Reproduce the rows from the line with "to locate dirt" up to and including the line with "left=483, top=1097, right=592, bottom=1286", requests included. Scale every bounding-box coordinate in the answers by 0.8 and round to whole numbers (halves up), leaving the requests and their sample coordinates unchanged.

Stored data:
▽

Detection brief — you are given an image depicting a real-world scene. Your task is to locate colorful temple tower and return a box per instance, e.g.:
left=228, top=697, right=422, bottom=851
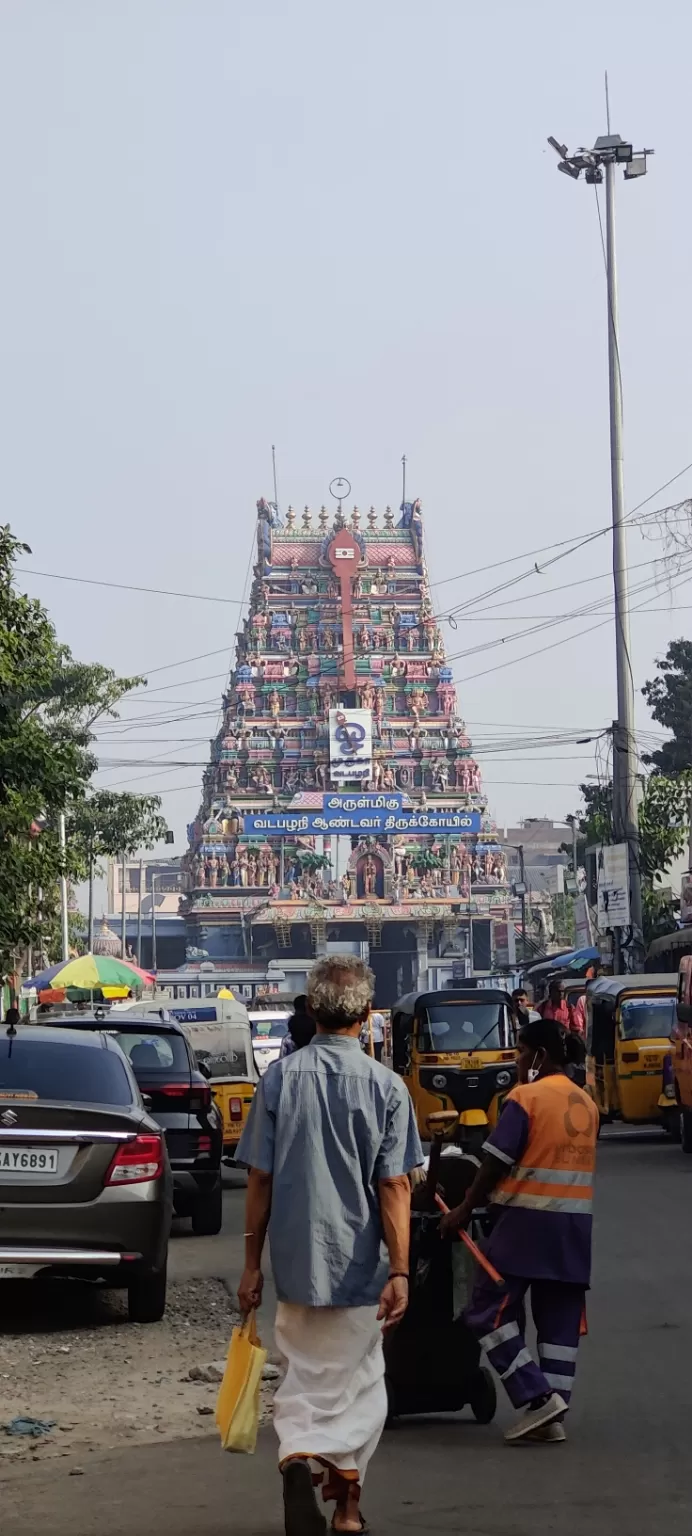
left=183, top=501, right=509, bottom=1006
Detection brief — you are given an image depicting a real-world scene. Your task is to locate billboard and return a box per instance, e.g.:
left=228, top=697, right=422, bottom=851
left=242, top=796, right=480, bottom=837
left=330, top=710, right=373, bottom=785
left=598, top=843, right=631, bottom=934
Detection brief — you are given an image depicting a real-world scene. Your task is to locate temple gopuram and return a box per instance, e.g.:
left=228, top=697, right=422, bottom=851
left=181, top=499, right=511, bottom=1006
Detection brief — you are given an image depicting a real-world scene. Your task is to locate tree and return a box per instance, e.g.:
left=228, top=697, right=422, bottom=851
left=567, top=770, right=692, bottom=942
left=0, top=527, right=163, bottom=977
left=641, top=641, right=692, bottom=777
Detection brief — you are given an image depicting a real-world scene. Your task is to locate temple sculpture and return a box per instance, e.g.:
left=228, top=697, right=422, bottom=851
left=183, top=499, right=511, bottom=1005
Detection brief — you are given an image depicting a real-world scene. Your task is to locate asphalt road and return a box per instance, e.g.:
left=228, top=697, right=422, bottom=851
left=0, top=1134, right=692, bottom=1536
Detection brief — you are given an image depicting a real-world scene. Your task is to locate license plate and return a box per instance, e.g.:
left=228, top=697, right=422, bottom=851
left=0, top=1147, right=60, bottom=1178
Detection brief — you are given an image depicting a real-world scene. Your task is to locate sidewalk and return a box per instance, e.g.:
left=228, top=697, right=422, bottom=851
left=0, top=1416, right=692, bottom=1536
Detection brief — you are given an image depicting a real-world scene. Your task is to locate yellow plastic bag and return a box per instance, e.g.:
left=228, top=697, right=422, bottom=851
left=216, top=1312, right=267, bottom=1455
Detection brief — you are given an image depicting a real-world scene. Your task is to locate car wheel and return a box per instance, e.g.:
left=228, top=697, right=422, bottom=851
left=127, top=1264, right=166, bottom=1322
left=192, top=1177, right=224, bottom=1238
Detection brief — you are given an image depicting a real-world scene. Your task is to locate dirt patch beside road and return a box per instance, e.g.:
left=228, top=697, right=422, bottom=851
left=0, top=1279, right=270, bottom=1467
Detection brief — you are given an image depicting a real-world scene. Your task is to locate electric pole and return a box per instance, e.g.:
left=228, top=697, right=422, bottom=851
left=548, top=123, right=654, bottom=968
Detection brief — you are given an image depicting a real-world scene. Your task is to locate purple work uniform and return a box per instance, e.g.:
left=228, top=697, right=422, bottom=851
left=465, top=1072, right=598, bottom=1409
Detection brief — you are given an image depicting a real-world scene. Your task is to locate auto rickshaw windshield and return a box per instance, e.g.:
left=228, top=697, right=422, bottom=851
left=417, top=1001, right=506, bottom=1052
left=620, top=997, right=675, bottom=1040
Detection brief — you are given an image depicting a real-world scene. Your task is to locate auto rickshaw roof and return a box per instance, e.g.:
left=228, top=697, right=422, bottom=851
left=391, top=985, right=511, bottom=1018
left=586, top=971, right=678, bottom=1008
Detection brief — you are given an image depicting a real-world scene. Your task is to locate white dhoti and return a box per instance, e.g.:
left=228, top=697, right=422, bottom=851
left=275, top=1301, right=387, bottom=1484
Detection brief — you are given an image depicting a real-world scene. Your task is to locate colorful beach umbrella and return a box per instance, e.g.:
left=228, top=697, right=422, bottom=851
left=25, top=955, right=153, bottom=992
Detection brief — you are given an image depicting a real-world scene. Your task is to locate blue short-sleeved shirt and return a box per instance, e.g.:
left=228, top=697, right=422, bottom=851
left=236, top=1035, right=423, bottom=1307
left=483, top=1097, right=592, bottom=1286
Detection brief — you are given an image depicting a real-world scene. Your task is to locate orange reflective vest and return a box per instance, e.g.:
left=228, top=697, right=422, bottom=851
left=489, top=1072, right=598, bottom=1217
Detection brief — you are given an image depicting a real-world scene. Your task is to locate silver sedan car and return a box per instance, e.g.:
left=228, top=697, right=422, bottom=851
left=0, top=1025, right=172, bottom=1322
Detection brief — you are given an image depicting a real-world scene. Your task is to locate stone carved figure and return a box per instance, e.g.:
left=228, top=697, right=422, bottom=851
left=362, top=854, right=377, bottom=895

△

## Written answer
Detection brief — you are given an image depicting a real-world scene. Your task is to locate dirt patch beside road and return a box per instance, e.g.:
left=228, top=697, right=422, bottom=851
left=0, top=1023, right=216, bottom=1174
Detection brief — you are given an image depicting a real-world scene. Your task is to locate electric pole and return a box per instance, e.g.:
left=228, top=697, right=422, bottom=851
left=438, top=98, right=523, bottom=774
Detection brief — you are given an image depicting a real-world scene. Your task is to locate purple work uniform and return a box per instance, e.g.:
left=228, top=697, right=422, bottom=851
left=372, top=858, right=478, bottom=1127
Detection brief — you are given an image depicting a real-world scene. Your task is to locate auto rickshaw windshield and return a box per instance, e.g.:
left=228, top=697, right=422, bottom=851
left=334, top=801, right=405, bottom=842
left=496, top=798, right=540, bottom=832
Detection brief — you are given an image depicting a real-world scene. Your task is to locate auto rickshaw roof and return a box per instance, e.g.:
left=228, top=697, right=422, bottom=851
left=313, top=788, right=409, bottom=814
left=469, top=777, right=542, bottom=806
Detection brief — you are given an image depicting a real-world scene. Your task is to locate white dhoti and return a box per instance, e.g.:
left=228, top=697, right=422, bottom=851
left=220, top=1041, right=310, bottom=1187
Detection brief — you are given an image depicting a real-world scene. Your task is to locate colorful beach umbrella and return a box per instance, e.g.:
left=228, top=697, right=422, bottom=851
left=20, top=764, right=122, bottom=794
Detection brief — you are given an image depicting a real-world scene. Your task is to locate blue short-sleeved shirt and return a box per instance, e.g.:
left=228, top=697, right=422, bottom=851
left=189, top=828, right=338, bottom=1046
left=386, top=878, right=474, bottom=1029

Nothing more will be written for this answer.